■ Task requirements
Answer these from the text on Louis-Philippe's Versailles museum:
(a) How many rooms at Versailles were given over entirely to the crusades?
(b) In what year did the rooms reopen with sixty-two more families represented?
(c) When was the full extent of the forged charters revealed?
===== Exercise passage =====
While Louis-Philippe’s continued involvement in North Africa had more of an imperialist hue compared to the actions of his predecessor, the age of the crusades remained prominent in his thinking. The king’s desire to recall a magnificent past—and to legitimize the present regime—was most dramatically revealed by his commission of a historical museum for the royal palace at Versailles.25 This was an attempt to reconcile the Revolutionary and the Napoleonic eras with the July Monarchy and, in Louis-Philippe’s words, to assimilate “all the glories of France” in one place. The crusades were designated the first stage of French history: as a formative influence on “national” unity and, with their purportedly positive effect on the peoples of the East, they dovetailed well with the contemporary political climate. Five entire rooms were devoted to the crusades and over 120 pictures were commissioned, collected, and displayed, including Émile Signol’s Capture of Jerusalem by the Crusaders on 15 July 1099, Jean-Baptiste Mauzaisse’s Louis VII Taking the Banner of the Cross
for the Second Crusade at Saint-Denis, 11 June 1147, and Eugène Delacroix’s Entry of the Crusaders into Constantinople, 12 April 1204 (now in the Louvre Museum, Paris), along with works closely connected to the ongoing North African wars, such as The Death of St Louis Before Tunis on 25 August 1270; other rooms at Versailles included images of the conflict in Algeria, thereby memorializing these events in the national consciousness.26
One visitor to these latter rooms gave voice to this sense of continuity: “We there find again, after an interval of 500 years, the French nation fertilising with its blood the burning plains studded with the tents of Islam. These are the heirs of Charles Martel, Godfrey of Bouillon, Robert Guiscard and Philip Augustus, resuming the unfinished labours of their ancestors. Missionaries and warriors, they every day extend the boundaries of Christendom.”27 The rooms also displayed the coats of arms of families with crusading ancestors. When the gallery opened 316 arms were shown, but so great was the perceived importance of such a heritage that protests from families not included caused it to close within a year. People “found” documents attesting to their lineage and in 1843 the rooms reopened with a further sixty-two families represented. In fact, a trio of master forgers had set up a lucrative business to generate fully convincing “medieval” charters, often complete with seals, to sate the demands of those desperate to be honored. The full extent of these forgeries was only revealed in 1956, understandably a matter of genuine dismay to some of the surviving families.28 While the July Monarchy fell in 1848, the impetus provided by Louis-Philippe and his Bourbonist predecessor, Charles X, caused crusading to remain prominent in the mind-set of French efforts overseas for decades to come.
===== Information supplied =====
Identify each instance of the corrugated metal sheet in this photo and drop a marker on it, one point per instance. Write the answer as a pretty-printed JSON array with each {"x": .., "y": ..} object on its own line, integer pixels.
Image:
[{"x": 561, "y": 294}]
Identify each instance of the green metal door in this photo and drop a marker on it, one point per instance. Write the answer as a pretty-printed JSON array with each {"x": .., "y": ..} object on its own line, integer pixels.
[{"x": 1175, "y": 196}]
=====
===== Information supplied =====
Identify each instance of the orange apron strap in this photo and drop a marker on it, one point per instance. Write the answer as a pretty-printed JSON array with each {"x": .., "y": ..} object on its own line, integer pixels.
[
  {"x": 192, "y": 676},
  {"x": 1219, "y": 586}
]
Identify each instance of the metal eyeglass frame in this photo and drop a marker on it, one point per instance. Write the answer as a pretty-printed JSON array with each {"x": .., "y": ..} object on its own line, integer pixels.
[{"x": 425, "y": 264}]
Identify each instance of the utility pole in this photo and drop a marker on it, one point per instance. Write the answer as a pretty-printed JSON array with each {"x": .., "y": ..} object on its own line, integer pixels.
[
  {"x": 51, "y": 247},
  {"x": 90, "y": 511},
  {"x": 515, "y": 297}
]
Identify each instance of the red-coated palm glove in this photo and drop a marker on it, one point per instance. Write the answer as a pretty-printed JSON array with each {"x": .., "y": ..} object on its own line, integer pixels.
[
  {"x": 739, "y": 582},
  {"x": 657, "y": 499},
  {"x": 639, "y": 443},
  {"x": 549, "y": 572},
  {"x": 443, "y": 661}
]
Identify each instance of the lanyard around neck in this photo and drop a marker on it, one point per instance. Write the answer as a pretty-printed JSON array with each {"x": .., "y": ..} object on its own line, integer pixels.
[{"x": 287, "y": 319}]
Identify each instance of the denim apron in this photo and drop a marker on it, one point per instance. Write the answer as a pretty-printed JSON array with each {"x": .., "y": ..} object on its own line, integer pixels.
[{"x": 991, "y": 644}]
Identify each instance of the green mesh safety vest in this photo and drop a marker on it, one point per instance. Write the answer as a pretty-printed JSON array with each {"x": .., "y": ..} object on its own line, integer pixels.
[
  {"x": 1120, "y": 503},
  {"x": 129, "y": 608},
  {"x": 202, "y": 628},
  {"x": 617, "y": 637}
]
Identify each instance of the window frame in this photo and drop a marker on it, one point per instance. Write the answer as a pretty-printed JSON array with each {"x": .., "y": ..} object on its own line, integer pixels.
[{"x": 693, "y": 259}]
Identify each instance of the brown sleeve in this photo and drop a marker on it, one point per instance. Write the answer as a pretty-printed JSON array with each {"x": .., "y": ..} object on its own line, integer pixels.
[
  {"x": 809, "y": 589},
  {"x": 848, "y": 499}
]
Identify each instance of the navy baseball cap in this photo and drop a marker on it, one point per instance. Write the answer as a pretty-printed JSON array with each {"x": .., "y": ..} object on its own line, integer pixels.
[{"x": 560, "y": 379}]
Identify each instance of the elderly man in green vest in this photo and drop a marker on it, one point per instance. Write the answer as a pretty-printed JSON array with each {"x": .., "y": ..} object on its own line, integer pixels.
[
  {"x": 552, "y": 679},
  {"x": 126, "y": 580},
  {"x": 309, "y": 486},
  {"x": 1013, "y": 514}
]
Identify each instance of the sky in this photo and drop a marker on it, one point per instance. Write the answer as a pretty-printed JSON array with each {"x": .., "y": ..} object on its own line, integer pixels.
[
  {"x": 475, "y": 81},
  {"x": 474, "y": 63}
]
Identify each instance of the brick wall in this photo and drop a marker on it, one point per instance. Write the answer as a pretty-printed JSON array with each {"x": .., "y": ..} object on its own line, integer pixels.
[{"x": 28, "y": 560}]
=====
===== Information supplied =====
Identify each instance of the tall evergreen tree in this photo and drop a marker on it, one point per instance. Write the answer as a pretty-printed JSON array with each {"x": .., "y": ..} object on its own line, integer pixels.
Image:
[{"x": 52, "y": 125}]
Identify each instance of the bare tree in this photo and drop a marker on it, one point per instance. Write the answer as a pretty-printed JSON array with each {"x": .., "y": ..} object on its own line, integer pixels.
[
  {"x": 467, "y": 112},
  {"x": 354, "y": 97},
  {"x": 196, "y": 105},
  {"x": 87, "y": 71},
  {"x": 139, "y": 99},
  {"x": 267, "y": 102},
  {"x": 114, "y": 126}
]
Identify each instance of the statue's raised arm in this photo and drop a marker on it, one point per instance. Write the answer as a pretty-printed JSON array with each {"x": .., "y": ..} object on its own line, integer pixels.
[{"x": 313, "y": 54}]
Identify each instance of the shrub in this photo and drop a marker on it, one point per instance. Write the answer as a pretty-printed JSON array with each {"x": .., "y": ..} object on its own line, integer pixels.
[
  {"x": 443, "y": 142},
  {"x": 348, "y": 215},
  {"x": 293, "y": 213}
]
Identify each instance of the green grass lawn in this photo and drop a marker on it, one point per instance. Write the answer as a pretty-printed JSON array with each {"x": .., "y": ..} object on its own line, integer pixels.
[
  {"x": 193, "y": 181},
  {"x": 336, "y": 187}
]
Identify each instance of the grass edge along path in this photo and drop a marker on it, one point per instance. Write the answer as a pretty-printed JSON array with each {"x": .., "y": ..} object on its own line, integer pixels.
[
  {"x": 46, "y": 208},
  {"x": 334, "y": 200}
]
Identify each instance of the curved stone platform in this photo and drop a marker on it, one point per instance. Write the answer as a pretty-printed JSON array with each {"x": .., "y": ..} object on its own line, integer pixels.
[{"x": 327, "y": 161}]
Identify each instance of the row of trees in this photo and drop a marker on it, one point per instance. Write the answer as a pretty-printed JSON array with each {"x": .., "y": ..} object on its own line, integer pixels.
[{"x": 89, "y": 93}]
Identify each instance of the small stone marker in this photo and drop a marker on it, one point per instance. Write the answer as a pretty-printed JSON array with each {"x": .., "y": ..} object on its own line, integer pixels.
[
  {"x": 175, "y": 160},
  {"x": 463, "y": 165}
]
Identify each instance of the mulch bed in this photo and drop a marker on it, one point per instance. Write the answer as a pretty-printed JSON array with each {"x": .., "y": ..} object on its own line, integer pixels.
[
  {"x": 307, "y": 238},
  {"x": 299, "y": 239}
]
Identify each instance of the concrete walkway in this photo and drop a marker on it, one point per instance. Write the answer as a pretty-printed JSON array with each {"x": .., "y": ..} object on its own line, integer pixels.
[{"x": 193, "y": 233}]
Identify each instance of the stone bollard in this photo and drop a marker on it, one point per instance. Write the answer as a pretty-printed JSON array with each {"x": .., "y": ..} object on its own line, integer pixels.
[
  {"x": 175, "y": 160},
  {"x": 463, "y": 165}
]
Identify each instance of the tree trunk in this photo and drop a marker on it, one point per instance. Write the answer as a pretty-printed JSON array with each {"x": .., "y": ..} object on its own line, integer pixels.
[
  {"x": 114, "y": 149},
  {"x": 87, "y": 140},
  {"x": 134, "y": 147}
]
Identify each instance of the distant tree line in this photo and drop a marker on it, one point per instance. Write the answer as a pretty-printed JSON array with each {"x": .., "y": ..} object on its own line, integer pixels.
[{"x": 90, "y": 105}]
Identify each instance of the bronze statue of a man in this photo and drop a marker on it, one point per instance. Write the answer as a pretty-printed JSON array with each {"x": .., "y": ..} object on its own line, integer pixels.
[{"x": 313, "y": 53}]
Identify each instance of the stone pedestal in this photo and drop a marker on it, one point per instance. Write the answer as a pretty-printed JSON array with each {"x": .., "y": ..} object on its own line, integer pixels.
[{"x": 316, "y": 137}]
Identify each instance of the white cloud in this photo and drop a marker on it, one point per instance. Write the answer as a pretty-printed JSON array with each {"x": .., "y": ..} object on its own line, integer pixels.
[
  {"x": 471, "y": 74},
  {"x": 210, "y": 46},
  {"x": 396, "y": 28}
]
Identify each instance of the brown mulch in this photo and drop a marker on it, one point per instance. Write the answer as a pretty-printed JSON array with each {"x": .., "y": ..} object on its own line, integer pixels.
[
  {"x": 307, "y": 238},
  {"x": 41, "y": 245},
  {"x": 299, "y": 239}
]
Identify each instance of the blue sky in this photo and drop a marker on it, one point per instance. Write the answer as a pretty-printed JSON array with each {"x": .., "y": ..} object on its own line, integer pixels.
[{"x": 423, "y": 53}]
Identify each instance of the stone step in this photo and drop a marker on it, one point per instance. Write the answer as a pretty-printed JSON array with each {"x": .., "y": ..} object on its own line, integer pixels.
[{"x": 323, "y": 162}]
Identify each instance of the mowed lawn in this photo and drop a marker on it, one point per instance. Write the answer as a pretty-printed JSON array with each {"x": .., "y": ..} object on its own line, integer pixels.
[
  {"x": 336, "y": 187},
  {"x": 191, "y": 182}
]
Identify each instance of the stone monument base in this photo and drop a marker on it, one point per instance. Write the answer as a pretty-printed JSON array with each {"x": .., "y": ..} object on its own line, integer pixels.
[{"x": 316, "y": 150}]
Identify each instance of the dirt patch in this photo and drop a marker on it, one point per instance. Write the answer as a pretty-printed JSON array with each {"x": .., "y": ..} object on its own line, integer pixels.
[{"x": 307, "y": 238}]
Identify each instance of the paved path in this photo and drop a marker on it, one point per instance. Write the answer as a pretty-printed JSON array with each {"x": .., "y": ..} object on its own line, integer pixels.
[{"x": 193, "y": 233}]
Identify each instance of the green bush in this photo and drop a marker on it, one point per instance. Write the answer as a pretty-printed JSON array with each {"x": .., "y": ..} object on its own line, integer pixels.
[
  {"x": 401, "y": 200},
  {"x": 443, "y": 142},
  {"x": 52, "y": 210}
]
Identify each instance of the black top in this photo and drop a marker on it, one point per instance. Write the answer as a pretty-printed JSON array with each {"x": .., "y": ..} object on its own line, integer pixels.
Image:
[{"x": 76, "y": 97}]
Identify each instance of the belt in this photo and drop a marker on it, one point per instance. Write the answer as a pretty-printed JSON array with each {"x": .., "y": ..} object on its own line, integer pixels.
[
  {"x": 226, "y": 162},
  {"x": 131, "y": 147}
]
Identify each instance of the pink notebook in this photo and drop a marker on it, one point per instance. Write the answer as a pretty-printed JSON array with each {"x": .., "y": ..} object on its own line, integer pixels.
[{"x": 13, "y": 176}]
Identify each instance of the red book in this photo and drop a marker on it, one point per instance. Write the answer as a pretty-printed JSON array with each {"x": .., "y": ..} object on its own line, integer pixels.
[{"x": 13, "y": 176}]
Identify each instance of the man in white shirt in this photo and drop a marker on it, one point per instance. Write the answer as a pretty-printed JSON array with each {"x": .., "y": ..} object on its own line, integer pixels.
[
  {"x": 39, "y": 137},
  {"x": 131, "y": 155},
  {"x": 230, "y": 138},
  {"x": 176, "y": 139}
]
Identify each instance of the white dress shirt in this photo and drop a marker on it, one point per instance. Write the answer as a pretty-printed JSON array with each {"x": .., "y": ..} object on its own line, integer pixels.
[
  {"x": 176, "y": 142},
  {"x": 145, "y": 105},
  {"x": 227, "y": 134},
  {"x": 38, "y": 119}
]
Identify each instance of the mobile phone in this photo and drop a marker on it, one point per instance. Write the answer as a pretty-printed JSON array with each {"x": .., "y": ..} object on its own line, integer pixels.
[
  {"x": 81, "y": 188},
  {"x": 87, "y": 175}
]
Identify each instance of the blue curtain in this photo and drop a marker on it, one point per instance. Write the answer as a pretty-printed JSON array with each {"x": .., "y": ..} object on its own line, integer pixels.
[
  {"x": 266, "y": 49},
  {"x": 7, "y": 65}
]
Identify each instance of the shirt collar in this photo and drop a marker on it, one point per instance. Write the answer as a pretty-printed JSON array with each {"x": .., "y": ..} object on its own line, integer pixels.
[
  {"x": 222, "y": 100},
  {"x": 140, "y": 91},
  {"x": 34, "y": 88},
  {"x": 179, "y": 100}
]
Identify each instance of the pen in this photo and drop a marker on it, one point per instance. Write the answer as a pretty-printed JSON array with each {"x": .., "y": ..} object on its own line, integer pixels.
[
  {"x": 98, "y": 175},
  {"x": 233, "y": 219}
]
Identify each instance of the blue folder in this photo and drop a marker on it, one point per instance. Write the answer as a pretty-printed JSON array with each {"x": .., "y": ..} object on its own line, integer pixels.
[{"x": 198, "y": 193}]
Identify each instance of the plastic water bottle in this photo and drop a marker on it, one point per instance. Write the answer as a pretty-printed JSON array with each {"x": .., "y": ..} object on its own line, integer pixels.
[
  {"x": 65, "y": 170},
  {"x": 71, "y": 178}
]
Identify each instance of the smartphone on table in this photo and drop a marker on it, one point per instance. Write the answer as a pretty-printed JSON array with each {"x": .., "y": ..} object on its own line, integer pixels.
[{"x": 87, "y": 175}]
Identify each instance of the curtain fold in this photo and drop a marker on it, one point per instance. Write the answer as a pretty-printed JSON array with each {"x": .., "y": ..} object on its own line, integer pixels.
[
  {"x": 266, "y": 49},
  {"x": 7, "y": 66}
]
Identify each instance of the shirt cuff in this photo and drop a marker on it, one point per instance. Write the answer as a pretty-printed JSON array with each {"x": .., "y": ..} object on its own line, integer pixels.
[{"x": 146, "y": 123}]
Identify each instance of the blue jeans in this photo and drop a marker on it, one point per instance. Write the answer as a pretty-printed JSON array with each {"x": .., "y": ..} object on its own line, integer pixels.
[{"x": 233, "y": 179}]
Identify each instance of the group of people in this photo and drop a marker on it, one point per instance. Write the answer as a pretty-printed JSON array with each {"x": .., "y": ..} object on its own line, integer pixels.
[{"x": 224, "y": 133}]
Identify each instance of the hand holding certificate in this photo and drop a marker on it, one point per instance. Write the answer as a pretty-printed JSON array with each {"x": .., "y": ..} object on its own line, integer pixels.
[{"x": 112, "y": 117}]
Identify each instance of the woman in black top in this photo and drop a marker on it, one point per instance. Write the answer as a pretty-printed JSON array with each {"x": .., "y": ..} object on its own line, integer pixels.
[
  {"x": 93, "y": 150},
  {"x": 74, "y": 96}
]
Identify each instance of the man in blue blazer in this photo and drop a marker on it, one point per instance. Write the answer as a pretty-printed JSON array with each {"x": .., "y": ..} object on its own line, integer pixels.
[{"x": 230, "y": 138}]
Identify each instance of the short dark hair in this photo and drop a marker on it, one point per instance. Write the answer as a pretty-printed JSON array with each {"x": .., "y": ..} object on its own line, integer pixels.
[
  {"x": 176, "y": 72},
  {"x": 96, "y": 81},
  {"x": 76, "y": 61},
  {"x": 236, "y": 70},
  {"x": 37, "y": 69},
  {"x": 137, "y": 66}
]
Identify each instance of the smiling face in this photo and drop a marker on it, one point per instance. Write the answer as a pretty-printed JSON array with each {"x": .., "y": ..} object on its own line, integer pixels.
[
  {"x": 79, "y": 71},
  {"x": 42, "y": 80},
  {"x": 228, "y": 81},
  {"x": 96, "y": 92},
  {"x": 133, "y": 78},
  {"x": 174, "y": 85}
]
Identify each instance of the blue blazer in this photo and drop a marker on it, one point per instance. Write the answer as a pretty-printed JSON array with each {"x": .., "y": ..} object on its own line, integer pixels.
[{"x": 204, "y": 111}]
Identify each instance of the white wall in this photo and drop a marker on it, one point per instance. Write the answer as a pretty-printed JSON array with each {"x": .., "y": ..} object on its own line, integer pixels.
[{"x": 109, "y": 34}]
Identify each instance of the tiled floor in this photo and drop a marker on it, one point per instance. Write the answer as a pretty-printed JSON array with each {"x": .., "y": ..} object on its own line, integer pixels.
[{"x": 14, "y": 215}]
=====
■ Written answer
(a) Five
(b) 1843
(c) 1956